# Text extract
— START —
AT TIMES, NOT SO NICE GUYS FINISH FIRST
In his aptly titled autobiography, No More Mr. Nice Guy (Harcourt Brace Jovanovich, $19.95), Dick Williams comes as close as anyone has to the newspaper columns of Westbrook Pegler, who did not have a good word to say about anyone. Williams, a former manager of the Boston Red Sox, Oakland Athletics, California Angels, Montreal Expos, San Diego Padres, Seattle Mariners and West Palm Beach Tropics (of the senior league) accomplishes this feat with the help of enough scatological allusions to fertilize Iowa. The list of people Williams trashes is too long to recount here, but suffice it to say that it includes virtually everyone he has ever worked for and who has ever played for him.
Some of the names are predictable. Indeed, it takes no particular talent for malice to detest Charlie Finley, the disagreeable former owner of the A's. Similarly, to suggest that former Mariners owner George Argyros is a cheapskate seems, in the light of what happened to that woebegone club under his stewardship, to be stating the obvious. But No More Mr. Nice Guy contains some surprising entries. The late Tom Yawkey, the widely revered old moneybags of the Red Sox, was, in Williams's uncharitable opinion, a meddler, kibitzer and bullscatter. And the beloved Boys of Summer, those Brooklyn Dodgers of the early 1950s, were, in Williams's eyes, cliquish and cold to young players, "ones like me who were dying for their leadership."
Williams even directs barbs at the cuddly likes of the Phillie Phanatic. Once, when that verdant mascot gamboled dangerously near Williams while the manager was changing pitchers, dour Dick advised him, "You don't leave this mound right now, you little green——-, I'm going to kick your ass."
However, Williams reserves his most enduring contempt for the contemporary player, who, in his view, is an overpaid, undermotivated, poorly trained, pampered, lazy, good-for-nothing crybaby. If, for example, players don't like earning a living in Montreal, it's not Montreal's fault. Writes Williams: "Modern-day baseball players don't like your city, not because of your city but because they are baseball players. They live in a small world in which they have accepted certain things as absolute truths. To the modern-day player, a foreign country is Cleveland. A foreign phrase is, 'My turn to buy.' A fancy restaurant is someplace their agents take them, agents whose turn it is to buy. To the modern-day player, culture is a portable compact disc player. History is a box score. Literature is a thick book he leaves on his clubhouse chair for all to see, a book he may one day even read. And for the modern-day player, differences arc not to be tolerated."
— END —
# Dataset excerpt
— START —
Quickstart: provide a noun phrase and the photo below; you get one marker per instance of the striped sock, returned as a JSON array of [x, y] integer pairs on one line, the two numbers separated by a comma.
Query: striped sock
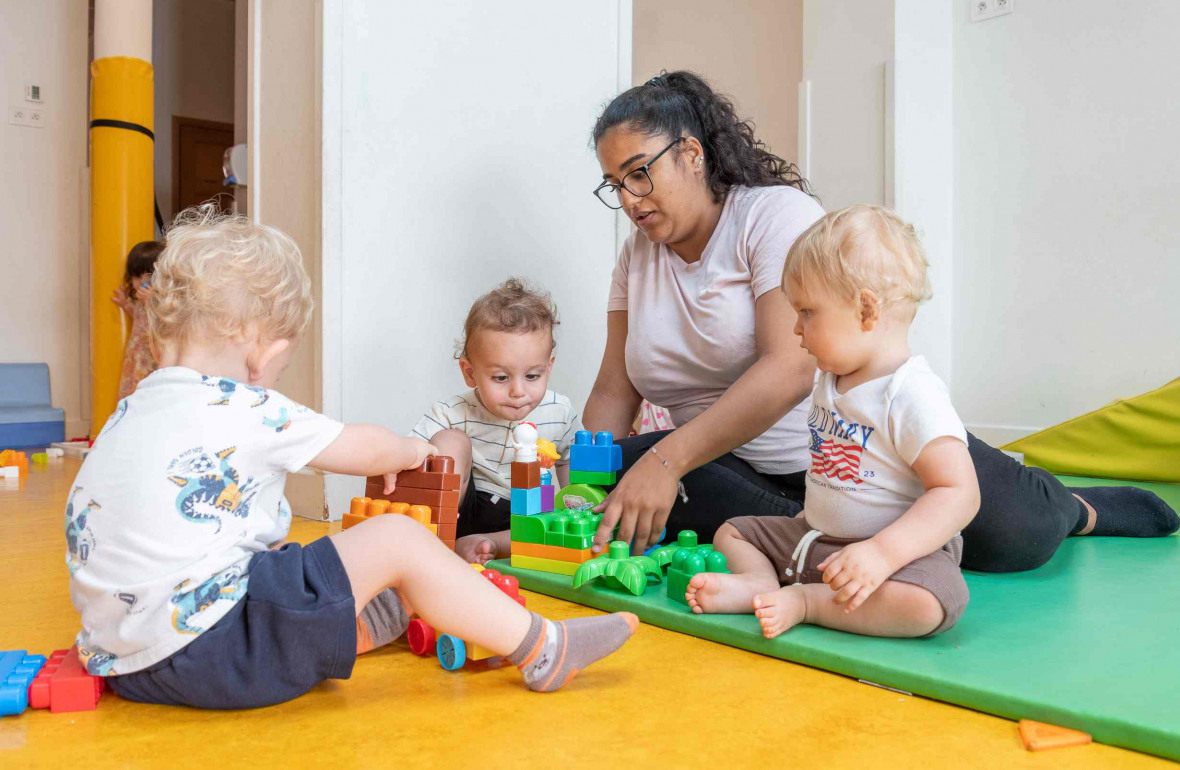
— END —
# Tasks
1/ Decide whether each statement agrees with the book review. Answer yes or no, and quote the words from the review that settle it.
(a) Williams once managed the Seattle Mariners.
(b) Williams describes the Brooklyn Dodgers of the early 1950s as welcoming to young players.
(c) Williams holds Montreal responsible when players dislike working there.
2/ Reproduce the passage of the book review from "AT TIMES, NOT" up to and including "played for him.".

# Results for each task
1/
(a) Yes: "a former manager of the Boston Red Sox, Oakland Athletics, California Angels, Montreal Expos, San Diego Padres, Seattle Mariners"
(b) No: "cliquish and cold to young players"
(c) No: "it's not Montreal's fault"

2/
AT TIMES, NOT SO NICE GUYS FINISH FIRST
In his aptly titled autobiography, No More Mr. Nice Guy (Harcourt Brace Jovanovich, $19.95), Dick Williams comes as close as anyone has to the newspaper columns of Westbrook Pegler, who did not have a good word to say about anyone. Williams, a former manager of the Boston Red Sox, Oakland Athletics, California Angels, Montreal Expos, San Diego Padres, Seattle Mariners and West Palm Beach Tropics (of the senior league) accomplishes this feat with the help of enough scatological allusions to fertilize Iowa. The list of people Williams trashes is too long to recount here, but suffice it to say that it includes virtually everyone he has ever worked for and who has ever played for him.